* DATA SECTION:
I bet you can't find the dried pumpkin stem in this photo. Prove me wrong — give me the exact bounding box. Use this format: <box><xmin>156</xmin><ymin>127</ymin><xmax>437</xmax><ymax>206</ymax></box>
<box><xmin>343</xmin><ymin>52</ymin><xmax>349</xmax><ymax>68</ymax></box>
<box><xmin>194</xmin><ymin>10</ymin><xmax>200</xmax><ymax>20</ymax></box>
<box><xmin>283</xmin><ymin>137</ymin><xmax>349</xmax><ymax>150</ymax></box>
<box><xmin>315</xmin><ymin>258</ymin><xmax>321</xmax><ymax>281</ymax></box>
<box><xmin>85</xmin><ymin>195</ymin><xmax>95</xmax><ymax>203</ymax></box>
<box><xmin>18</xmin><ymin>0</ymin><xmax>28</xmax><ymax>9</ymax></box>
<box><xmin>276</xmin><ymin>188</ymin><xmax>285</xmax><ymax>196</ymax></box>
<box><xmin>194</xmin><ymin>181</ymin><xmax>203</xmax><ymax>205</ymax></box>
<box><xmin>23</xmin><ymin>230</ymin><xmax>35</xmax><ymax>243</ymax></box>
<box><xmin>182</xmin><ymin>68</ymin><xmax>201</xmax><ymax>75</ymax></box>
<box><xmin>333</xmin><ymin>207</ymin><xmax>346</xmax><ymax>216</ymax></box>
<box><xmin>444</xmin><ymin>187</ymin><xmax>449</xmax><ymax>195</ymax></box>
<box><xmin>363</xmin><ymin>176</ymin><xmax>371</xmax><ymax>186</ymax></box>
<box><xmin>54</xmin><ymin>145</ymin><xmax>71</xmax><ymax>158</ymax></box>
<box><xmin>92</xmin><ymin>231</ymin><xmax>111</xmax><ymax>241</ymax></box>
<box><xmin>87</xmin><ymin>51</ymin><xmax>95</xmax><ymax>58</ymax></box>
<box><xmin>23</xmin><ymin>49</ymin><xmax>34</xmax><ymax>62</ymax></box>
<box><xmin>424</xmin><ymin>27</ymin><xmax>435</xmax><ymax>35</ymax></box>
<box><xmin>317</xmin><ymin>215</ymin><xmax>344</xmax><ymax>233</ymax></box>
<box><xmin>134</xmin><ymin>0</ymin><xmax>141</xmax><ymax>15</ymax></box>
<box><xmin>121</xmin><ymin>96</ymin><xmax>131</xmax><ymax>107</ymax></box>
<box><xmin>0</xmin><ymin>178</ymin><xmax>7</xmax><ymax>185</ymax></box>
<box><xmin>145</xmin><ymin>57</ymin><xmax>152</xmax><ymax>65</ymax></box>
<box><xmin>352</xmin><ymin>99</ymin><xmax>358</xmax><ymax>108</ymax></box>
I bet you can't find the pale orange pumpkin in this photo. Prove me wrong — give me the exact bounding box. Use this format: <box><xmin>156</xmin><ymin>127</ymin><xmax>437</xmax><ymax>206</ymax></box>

* WHAT THE EXERCISE ASKS:
Retype the complete listing verbatim.

* TASK OUTPUT:
I bet you can't find the dried pumpkin stem in this photo. Prove me wrong — give me the exact bounding box. Use this format: <box><xmin>156</xmin><ymin>127</ymin><xmax>437</xmax><ymax>206</ymax></box>
<box><xmin>343</xmin><ymin>52</ymin><xmax>349</xmax><ymax>68</ymax></box>
<box><xmin>194</xmin><ymin>10</ymin><xmax>200</xmax><ymax>20</ymax></box>
<box><xmin>283</xmin><ymin>137</ymin><xmax>349</xmax><ymax>150</ymax></box>
<box><xmin>315</xmin><ymin>258</ymin><xmax>321</xmax><ymax>281</ymax></box>
<box><xmin>85</xmin><ymin>195</ymin><xmax>95</xmax><ymax>203</ymax></box>
<box><xmin>18</xmin><ymin>0</ymin><xmax>28</xmax><ymax>9</ymax></box>
<box><xmin>276</xmin><ymin>188</ymin><xmax>285</xmax><ymax>196</ymax></box>
<box><xmin>194</xmin><ymin>181</ymin><xmax>203</xmax><ymax>205</ymax></box>
<box><xmin>23</xmin><ymin>230</ymin><xmax>35</xmax><ymax>243</ymax></box>
<box><xmin>182</xmin><ymin>68</ymin><xmax>201</xmax><ymax>75</ymax></box>
<box><xmin>333</xmin><ymin>207</ymin><xmax>346</xmax><ymax>216</ymax></box>
<box><xmin>444</xmin><ymin>187</ymin><xmax>449</xmax><ymax>195</ymax></box>
<box><xmin>363</xmin><ymin>176</ymin><xmax>371</xmax><ymax>186</ymax></box>
<box><xmin>54</xmin><ymin>145</ymin><xmax>71</xmax><ymax>158</ymax></box>
<box><xmin>92</xmin><ymin>231</ymin><xmax>111</xmax><ymax>241</ymax></box>
<box><xmin>87</xmin><ymin>51</ymin><xmax>95</xmax><ymax>58</ymax></box>
<box><xmin>23</xmin><ymin>49</ymin><xmax>34</xmax><ymax>62</ymax></box>
<box><xmin>424</xmin><ymin>27</ymin><xmax>435</xmax><ymax>35</ymax></box>
<box><xmin>317</xmin><ymin>215</ymin><xmax>344</xmax><ymax>233</ymax></box>
<box><xmin>134</xmin><ymin>0</ymin><xmax>141</xmax><ymax>15</ymax></box>
<box><xmin>121</xmin><ymin>96</ymin><xmax>131</xmax><ymax>107</ymax></box>
<box><xmin>0</xmin><ymin>178</ymin><xmax>7</xmax><ymax>185</ymax></box>
<box><xmin>145</xmin><ymin>57</ymin><xmax>152</xmax><ymax>65</ymax></box>
<box><xmin>352</xmin><ymin>99</ymin><xmax>358</xmax><ymax>108</ymax></box>
I bet you can't find the pale orange pumpkin in this photo. Prove me wrong — give me the exact bounding box. Use this format: <box><xmin>156</xmin><ymin>127</ymin><xmax>437</xmax><ymax>206</ymax></box>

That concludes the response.